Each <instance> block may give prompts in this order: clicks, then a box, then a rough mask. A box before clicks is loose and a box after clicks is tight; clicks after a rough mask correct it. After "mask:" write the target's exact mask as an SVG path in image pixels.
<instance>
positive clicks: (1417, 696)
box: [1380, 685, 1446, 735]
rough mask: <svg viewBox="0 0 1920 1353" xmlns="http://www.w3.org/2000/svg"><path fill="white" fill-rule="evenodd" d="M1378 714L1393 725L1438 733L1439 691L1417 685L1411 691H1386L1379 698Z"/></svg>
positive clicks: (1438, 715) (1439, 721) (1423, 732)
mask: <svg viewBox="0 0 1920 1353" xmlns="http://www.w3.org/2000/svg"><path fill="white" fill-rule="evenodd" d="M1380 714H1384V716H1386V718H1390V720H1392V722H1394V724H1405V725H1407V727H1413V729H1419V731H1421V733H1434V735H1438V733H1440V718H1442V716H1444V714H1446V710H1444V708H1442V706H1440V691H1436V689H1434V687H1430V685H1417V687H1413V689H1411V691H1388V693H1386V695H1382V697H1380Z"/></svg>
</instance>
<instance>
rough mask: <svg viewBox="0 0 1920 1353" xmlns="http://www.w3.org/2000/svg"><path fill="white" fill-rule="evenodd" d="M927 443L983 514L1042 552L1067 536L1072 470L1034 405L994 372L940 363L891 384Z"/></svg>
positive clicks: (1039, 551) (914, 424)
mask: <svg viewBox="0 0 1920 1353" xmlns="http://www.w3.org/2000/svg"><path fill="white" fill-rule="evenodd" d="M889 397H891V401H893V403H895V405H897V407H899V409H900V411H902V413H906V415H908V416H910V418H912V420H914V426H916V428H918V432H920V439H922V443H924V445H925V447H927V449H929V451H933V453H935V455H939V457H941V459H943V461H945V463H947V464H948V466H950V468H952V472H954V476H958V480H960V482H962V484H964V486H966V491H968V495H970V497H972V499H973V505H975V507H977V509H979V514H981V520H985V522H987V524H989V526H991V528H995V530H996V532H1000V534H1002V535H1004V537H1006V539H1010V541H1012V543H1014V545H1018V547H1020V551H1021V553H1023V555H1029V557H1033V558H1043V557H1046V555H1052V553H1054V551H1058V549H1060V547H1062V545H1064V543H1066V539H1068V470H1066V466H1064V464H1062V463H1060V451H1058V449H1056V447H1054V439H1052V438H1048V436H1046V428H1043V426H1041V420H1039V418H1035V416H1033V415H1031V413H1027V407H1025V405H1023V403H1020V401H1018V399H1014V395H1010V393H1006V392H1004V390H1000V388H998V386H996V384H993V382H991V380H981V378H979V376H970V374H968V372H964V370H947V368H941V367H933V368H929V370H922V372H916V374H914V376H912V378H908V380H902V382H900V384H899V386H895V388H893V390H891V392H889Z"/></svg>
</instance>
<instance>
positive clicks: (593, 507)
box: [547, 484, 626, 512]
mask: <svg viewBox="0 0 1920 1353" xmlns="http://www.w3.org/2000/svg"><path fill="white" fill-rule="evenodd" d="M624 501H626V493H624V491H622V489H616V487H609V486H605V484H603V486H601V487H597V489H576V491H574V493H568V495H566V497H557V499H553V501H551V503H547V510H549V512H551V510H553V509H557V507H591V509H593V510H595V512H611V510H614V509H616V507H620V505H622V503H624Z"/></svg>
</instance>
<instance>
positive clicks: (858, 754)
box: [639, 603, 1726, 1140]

------------------------------------------------

Repeat the whole of the data above exactly, keeping every word.

Each <instance> block may give prompts in this order: clicks, then a box, then a rough mask. A box before clicks is loose and a box after clicks is tight; clicks after a rough mask correct it. After "mask:" write the target's exact mask as an SVG path in image pixels.
<instance>
positive clicks: (1417, 696)
box: [1380, 685, 1446, 735]
rough mask: <svg viewBox="0 0 1920 1353" xmlns="http://www.w3.org/2000/svg"><path fill="white" fill-rule="evenodd" d="M1378 714L1393 725L1438 733L1439 691L1417 685L1411 691H1386L1379 698Z"/></svg>
positive clicks: (1438, 715) (1439, 721) (1423, 732)
mask: <svg viewBox="0 0 1920 1353" xmlns="http://www.w3.org/2000/svg"><path fill="white" fill-rule="evenodd" d="M1380 714H1384V716H1386V718H1390V720H1392V722H1394V724H1405V725H1407V727H1413V729H1419V731H1421V733H1434V735H1438V733H1440V718H1442V716H1444V714H1446V710H1444V708H1442V706H1440V691H1436V689H1434V687H1430V685H1417V687H1413V689H1411V691H1388V693H1386V695H1382V697H1380Z"/></svg>
</instance>
<instance>
rough mask: <svg viewBox="0 0 1920 1353" xmlns="http://www.w3.org/2000/svg"><path fill="white" fill-rule="evenodd" d="M927 443L983 514L1042 552L1067 536L1072 470L1034 405L994 372L940 363L891 384Z"/></svg>
positive clicks: (1039, 551) (914, 424)
mask: <svg viewBox="0 0 1920 1353" xmlns="http://www.w3.org/2000/svg"><path fill="white" fill-rule="evenodd" d="M889 397H891V401H893V403H895V405H897V407H899V409H900V411H902V413H906V415H908V416H910V418H912V420H914V426H916V428H918V432H920V439H922V443H924V445H925V447H927V449H929V451H933V453H935V455H939V457H941V459H943V461H945V463H947V464H948V466H950V468H952V472H954V476H958V480H960V482H962V484H964V486H966V491H968V495H970V497H972V499H973V505H975V507H977V509H979V514H981V520H985V522H987V524H989V526H991V528H995V530H996V532H1000V534H1002V535H1004V537H1006V539H1010V541H1012V543H1014V545H1018V547H1020V551H1021V553H1023V555H1029V557H1033V558H1043V557H1046V555H1052V553H1054V551H1058V549H1060V547H1062V545H1064V543H1066V539H1068V470H1066V466H1064V464H1062V463H1060V451H1058V449H1056V447H1054V439H1052V438H1048V436H1046V428H1043V426H1041V420H1039V418H1035V416H1033V415H1031V413H1027V407H1025V405H1023V403H1020V401H1018V399H1014V395H1010V393H1006V392H1004V390H1000V388H998V386H996V384H993V382H991V380H981V378H979V376H970V374H968V372H964V370H947V368H941V367H933V368H929V370H922V372H916V374H914V376H912V378H908V380H902V382H900V384H899V386H895V388H893V390H891V392H889Z"/></svg>
</instance>
<instance>
positive clicks: (593, 507)
box: [547, 484, 626, 512]
mask: <svg viewBox="0 0 1920 1353" xmlns="http://www.w3.org/2000/svg"><path fill="white" fill-rule="evenodd" d="M624 501H626V493H624V491H622V489H616V487H609V486H605V484H603V486H601V487H597V489H576V491H574V493H568V495H566V497H557V499H553V501H551V503H547V510H549V512H551V510H553V509H557V507H591V509H593V510H595V512H611V510H614V509H616V507H620V505H622V503H624Z"/></svg>
</instance>
<instance>
positive clicks: (858, 754)
box: [639, 603, 1726, 1140]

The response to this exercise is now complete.